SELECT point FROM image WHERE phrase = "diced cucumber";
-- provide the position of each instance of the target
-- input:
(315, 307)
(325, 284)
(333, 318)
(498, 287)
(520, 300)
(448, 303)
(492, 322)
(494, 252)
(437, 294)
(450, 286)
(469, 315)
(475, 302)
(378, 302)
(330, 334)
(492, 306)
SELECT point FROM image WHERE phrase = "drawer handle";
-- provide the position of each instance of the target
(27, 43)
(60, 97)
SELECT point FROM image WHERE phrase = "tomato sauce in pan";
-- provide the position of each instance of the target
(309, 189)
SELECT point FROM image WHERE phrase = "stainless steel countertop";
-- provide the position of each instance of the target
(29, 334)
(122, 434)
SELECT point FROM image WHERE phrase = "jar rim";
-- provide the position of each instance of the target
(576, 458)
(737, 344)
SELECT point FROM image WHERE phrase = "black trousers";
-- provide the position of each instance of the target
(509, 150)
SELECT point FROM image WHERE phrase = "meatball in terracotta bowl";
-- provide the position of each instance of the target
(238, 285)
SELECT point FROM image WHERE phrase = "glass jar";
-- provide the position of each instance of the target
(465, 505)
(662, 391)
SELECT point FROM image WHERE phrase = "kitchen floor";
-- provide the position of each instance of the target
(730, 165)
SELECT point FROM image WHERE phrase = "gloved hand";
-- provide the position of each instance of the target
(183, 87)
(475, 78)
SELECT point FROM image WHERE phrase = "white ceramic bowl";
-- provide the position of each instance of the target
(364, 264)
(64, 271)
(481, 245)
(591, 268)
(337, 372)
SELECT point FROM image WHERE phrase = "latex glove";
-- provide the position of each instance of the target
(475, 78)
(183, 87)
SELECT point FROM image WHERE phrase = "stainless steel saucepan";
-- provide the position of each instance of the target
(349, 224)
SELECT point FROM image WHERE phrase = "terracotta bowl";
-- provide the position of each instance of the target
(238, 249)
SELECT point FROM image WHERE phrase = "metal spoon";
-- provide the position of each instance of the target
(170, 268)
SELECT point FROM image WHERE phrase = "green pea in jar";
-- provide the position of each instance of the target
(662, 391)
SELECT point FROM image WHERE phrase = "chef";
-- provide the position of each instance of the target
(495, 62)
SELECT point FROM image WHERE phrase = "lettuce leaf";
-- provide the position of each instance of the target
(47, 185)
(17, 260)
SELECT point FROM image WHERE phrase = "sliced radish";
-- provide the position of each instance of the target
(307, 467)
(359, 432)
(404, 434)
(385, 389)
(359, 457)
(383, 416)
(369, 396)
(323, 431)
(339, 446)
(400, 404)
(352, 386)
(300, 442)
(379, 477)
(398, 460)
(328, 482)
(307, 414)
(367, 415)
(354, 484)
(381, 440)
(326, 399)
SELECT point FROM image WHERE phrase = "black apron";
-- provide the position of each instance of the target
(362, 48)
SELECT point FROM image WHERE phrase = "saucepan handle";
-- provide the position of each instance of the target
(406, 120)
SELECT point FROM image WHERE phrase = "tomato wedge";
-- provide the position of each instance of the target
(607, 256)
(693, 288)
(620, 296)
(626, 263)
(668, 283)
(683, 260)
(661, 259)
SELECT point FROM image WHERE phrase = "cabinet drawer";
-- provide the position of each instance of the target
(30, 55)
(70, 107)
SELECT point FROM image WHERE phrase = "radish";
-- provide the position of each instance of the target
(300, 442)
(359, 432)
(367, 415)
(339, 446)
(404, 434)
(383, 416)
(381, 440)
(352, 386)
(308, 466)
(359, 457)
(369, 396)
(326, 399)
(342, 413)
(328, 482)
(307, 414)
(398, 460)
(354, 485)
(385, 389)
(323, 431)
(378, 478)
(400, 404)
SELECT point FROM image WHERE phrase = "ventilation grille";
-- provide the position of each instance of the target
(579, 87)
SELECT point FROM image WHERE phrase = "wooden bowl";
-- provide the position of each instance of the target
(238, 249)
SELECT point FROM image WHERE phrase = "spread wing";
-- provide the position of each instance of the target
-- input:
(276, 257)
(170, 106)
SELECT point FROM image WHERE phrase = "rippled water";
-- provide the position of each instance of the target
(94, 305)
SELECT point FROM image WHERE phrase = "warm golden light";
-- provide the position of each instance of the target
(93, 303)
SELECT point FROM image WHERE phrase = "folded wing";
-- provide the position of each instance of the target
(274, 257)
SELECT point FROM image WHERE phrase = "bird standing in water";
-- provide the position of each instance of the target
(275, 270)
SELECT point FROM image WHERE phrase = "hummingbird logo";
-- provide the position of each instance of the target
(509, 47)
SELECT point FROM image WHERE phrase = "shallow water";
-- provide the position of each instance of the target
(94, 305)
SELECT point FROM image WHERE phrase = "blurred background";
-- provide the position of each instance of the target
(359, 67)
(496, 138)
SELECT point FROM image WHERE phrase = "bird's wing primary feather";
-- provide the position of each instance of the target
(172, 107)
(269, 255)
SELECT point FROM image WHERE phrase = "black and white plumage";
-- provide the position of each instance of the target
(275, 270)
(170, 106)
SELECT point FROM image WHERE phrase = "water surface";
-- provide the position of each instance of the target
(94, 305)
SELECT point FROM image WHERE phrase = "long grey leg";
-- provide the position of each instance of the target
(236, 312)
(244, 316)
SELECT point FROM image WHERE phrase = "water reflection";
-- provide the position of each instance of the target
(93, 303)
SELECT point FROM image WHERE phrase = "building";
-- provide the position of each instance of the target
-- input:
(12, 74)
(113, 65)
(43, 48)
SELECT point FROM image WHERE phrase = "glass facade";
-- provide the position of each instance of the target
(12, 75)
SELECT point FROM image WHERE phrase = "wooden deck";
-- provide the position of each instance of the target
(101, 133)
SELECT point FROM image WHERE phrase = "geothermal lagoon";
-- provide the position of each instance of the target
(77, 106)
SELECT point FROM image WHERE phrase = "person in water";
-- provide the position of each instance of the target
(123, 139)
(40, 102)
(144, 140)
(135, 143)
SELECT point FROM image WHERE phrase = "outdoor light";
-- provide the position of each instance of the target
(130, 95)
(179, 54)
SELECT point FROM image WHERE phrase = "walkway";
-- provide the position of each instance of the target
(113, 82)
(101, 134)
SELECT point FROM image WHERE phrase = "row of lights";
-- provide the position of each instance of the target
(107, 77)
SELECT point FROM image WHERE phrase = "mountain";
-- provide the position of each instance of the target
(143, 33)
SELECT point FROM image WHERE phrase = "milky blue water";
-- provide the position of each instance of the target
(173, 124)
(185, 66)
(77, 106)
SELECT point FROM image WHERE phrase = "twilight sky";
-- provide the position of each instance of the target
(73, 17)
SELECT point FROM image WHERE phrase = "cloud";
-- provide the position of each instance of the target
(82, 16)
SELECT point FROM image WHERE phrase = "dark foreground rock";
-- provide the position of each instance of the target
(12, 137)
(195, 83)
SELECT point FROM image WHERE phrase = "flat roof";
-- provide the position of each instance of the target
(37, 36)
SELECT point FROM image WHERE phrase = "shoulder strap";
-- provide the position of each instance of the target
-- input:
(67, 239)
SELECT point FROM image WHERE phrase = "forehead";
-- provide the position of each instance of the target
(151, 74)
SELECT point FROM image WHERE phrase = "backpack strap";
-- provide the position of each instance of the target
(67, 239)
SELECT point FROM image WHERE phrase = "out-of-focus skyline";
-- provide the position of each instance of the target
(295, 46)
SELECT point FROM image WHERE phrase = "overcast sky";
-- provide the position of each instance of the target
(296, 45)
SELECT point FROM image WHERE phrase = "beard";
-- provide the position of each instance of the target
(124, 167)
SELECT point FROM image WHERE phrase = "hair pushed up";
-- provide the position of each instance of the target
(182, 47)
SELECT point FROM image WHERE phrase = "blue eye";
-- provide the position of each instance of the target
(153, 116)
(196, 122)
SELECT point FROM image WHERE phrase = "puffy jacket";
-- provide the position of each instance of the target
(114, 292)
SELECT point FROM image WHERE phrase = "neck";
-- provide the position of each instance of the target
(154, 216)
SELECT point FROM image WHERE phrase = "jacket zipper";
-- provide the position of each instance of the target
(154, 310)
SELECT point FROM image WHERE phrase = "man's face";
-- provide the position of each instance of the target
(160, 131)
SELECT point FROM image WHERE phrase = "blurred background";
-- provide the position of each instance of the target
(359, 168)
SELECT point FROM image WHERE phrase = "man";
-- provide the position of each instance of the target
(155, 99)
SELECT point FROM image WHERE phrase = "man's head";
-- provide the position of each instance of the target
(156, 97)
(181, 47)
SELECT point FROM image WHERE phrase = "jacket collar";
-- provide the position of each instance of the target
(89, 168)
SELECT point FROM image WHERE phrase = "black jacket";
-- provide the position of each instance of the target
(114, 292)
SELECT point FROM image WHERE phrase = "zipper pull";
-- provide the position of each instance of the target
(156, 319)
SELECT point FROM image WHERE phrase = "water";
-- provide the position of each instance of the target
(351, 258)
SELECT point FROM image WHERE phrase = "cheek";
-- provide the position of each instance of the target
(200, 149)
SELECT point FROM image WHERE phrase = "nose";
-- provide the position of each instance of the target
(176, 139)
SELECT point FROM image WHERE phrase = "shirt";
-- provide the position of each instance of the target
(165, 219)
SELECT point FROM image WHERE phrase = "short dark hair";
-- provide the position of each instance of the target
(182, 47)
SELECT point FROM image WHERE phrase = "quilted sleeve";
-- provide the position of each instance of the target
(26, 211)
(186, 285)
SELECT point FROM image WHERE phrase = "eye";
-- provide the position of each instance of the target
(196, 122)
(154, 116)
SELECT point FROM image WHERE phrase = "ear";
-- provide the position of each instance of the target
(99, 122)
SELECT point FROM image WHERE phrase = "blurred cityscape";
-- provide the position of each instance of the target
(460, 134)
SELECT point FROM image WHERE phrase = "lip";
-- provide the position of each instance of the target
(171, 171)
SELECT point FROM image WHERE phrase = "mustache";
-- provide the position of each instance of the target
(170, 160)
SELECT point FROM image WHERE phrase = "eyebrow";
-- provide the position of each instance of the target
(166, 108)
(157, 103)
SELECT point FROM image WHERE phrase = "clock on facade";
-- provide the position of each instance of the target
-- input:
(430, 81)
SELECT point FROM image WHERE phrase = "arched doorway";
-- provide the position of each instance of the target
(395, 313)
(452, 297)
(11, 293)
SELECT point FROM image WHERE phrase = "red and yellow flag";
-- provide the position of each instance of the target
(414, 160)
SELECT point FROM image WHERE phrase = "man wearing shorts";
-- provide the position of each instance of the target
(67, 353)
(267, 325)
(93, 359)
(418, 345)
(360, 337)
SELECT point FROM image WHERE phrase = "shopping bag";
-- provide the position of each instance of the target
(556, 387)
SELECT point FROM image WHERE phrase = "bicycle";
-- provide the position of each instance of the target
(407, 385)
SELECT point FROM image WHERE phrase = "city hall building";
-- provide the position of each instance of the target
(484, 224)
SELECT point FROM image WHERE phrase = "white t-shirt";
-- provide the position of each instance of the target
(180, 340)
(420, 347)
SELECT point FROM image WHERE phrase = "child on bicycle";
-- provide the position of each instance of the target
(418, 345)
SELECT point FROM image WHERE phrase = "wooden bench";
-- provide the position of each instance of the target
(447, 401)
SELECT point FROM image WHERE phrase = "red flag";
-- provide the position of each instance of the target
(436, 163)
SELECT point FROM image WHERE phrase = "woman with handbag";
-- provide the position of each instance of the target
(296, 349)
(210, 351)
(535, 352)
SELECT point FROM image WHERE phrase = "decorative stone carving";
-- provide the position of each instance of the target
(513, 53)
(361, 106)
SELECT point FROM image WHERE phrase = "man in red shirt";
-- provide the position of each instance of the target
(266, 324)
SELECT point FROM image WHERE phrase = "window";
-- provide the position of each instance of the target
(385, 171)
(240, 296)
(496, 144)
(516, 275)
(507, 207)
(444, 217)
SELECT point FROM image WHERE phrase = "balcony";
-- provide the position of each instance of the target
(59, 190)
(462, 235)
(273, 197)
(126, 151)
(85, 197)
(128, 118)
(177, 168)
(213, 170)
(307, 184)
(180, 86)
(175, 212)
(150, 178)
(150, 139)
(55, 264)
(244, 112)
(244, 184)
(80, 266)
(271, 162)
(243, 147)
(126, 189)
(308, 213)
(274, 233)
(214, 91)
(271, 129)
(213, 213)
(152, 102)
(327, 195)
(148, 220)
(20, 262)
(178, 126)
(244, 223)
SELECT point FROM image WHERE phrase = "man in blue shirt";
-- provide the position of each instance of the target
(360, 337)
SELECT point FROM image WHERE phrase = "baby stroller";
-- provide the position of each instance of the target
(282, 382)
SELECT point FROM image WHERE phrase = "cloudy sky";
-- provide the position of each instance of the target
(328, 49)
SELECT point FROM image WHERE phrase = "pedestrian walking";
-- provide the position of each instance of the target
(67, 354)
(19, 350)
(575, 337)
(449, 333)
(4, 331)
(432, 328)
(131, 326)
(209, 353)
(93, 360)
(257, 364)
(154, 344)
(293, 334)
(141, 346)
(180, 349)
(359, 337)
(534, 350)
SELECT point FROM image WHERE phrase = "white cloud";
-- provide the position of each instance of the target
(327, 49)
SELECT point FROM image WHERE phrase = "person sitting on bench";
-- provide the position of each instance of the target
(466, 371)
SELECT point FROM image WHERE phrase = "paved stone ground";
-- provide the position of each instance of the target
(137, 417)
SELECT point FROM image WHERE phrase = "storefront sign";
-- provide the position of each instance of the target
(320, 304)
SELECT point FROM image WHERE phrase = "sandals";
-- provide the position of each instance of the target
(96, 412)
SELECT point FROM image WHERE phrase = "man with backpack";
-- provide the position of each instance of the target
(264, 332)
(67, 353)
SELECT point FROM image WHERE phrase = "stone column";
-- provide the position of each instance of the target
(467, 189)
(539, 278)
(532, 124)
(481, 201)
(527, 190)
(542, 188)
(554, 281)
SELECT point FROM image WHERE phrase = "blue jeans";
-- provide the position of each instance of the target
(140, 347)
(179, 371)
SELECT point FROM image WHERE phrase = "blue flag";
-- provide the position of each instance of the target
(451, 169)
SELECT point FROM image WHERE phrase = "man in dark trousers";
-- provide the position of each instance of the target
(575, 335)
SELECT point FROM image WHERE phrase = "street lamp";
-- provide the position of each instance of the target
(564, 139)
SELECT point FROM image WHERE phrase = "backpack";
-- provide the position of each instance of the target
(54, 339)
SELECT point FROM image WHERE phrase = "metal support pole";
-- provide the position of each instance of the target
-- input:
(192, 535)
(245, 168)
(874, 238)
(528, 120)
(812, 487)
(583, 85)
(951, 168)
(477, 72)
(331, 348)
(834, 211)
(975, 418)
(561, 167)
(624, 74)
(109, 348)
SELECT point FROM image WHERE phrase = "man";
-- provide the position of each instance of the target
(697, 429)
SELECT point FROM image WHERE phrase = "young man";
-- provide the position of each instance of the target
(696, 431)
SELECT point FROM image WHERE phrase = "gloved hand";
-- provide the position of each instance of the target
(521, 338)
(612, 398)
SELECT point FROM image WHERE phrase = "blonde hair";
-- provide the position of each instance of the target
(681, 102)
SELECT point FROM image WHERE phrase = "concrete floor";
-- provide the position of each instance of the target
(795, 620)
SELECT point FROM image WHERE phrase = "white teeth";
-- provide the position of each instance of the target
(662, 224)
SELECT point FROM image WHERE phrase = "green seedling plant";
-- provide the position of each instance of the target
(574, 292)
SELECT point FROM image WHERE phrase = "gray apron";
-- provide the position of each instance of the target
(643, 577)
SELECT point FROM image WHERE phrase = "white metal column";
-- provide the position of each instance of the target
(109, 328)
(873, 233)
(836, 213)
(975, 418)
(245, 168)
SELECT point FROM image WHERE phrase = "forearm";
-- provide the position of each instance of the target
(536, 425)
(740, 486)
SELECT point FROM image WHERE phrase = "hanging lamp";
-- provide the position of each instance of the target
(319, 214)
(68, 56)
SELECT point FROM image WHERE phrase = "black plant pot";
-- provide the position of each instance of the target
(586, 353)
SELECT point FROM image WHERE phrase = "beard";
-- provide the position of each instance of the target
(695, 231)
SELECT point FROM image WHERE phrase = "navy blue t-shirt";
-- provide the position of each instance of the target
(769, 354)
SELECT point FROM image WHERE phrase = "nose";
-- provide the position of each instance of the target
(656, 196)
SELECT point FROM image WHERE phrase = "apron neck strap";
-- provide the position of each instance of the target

+ + + + +

- [Instructions to follow]
For this exercise, gather every line of the data that contains the word "radish".

- [Reply to the exercise]
SELECT point FROM image WHERE phrase = "sliced radish";
SELECT point FROM image WHERE phrase = "radish";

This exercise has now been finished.